The re-invention of a military-only antiseptic into "bedside penicillin for all" creates a global beacon of hope for a world at war

the tiny stone the builders rejected
Despite the self-centred claims of physicists, the greatest benefits to humanity have generally been ardently pursued (invented), not accidentally stumbled upon (discovered).

DNA was discovered in 1860s by an Swiss doctor, but for most of us, it was really only discovered 125 years later in the late 1980s.

That was when it began to first be successfully used to solve unsolved criminal cases, when British researcher Alec Jeffries re-invented 'DNA' as a means to definitely identify biological evidence left at the scene of a crime.


The great medical pioneer Joseph Lister clearly re-invented carbolic acid, when he took it from just one of many industrial solvents and turning it into a global life-saver.

Paul Gelmo "invented" sulfa as man-made chemical in Vienna in 1908 and it was routinely patented in 1909 by Bayer the chemical giant hoping it might yet be a useful chemical intermediate reagent.

But not until Gerhard Domagk , also of Bayer, who systemically tested every one of his firm's new chemical creations for its medical potential, was its life-saving abilities "discovered".

But I still hold this to be a case of re-invention.

 It took an awful lot of grit and determination during the Great Depression to waste scarce company money by systemically and thoroughly testing every one of the thousands of chemicals Bayer made, on then very remote possibility one might have medical applications.

The Nobel committee obviously agreed with me - giving Domagk the inventor and not Gelmo the discoverer the Nobel Prize for sulfa.

- - -

### YOUR INSTRUCTIONS
Repeat the section of the text on re-invention verbatim, between "It took an awful" and "have medical applications.", inclusive.

### RECORDS PROVIDED

- - -

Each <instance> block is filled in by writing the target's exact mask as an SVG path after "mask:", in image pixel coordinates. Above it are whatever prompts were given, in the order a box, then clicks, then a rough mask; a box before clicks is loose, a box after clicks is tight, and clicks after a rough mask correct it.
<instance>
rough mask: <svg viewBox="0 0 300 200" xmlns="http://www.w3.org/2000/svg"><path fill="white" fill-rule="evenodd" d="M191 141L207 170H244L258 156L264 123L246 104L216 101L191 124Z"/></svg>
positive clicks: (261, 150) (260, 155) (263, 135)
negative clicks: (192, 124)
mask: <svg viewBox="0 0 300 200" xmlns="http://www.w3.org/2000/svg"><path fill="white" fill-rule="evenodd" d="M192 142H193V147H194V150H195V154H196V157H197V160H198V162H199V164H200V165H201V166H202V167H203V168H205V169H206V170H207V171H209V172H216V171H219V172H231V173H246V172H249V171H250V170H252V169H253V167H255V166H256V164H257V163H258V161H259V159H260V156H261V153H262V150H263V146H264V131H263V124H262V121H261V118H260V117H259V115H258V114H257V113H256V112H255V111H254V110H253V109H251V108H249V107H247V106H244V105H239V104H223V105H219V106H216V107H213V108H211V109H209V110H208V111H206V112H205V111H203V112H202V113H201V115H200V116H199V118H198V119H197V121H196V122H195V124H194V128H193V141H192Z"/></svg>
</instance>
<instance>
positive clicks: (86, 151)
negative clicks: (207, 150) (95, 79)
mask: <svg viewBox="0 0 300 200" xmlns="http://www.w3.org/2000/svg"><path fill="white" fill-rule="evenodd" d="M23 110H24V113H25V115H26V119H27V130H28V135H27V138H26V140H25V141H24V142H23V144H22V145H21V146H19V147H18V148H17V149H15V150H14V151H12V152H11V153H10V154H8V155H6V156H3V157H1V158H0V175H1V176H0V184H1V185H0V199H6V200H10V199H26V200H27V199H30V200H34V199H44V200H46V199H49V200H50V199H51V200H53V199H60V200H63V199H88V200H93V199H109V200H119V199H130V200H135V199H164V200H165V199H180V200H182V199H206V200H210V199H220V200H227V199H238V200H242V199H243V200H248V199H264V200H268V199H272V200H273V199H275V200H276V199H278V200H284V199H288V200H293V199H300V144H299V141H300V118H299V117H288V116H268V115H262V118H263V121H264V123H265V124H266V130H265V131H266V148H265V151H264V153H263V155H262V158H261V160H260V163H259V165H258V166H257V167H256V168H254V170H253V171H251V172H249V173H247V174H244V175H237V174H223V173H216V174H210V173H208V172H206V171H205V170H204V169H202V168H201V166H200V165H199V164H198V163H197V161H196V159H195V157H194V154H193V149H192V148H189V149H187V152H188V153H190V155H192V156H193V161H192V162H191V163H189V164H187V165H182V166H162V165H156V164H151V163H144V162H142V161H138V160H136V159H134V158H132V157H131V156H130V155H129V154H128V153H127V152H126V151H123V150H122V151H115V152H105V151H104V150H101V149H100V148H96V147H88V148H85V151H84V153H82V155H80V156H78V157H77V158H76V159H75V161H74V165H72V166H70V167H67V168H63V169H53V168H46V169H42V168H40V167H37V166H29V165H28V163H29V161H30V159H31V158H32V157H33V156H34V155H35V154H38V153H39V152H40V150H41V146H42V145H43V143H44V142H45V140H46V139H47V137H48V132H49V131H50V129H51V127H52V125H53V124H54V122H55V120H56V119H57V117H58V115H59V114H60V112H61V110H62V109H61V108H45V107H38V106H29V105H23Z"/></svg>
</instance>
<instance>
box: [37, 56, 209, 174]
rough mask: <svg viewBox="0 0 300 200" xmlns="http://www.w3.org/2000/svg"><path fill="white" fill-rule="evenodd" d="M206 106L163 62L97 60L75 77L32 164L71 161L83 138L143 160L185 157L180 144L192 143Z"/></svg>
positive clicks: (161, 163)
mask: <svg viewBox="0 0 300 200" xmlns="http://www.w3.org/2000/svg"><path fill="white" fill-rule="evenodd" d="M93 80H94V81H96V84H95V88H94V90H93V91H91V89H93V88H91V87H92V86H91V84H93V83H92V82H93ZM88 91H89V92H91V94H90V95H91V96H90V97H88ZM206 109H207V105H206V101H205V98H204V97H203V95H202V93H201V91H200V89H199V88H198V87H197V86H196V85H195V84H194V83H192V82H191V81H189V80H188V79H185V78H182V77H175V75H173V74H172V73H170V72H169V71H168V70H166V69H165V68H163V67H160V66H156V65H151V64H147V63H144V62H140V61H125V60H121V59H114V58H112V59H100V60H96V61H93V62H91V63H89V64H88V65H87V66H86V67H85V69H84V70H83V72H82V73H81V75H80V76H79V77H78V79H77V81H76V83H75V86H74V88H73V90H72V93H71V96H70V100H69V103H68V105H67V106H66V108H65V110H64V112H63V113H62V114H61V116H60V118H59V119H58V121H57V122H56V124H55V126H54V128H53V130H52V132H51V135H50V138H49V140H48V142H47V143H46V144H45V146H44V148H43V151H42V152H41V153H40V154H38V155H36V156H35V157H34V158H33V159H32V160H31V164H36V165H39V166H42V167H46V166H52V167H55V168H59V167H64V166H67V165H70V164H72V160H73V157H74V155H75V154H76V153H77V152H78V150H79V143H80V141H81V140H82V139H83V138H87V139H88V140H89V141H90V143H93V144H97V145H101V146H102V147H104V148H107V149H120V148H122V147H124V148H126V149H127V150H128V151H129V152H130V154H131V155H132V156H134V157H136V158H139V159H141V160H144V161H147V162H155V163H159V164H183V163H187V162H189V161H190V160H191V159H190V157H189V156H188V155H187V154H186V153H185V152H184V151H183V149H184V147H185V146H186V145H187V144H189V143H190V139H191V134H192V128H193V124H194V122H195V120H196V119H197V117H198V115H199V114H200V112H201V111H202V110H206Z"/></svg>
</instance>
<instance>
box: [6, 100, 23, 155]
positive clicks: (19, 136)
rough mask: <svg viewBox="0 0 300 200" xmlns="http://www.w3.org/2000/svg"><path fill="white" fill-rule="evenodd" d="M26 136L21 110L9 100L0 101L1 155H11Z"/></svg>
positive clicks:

- - -

### OUTPUT
It took an awful lot of grit and determination during the Great Depression to waste scarce company money by systemically and thoroughly testing every one of the thousands of chemicals Bayer made, on then very remote possibility one might have medical applications.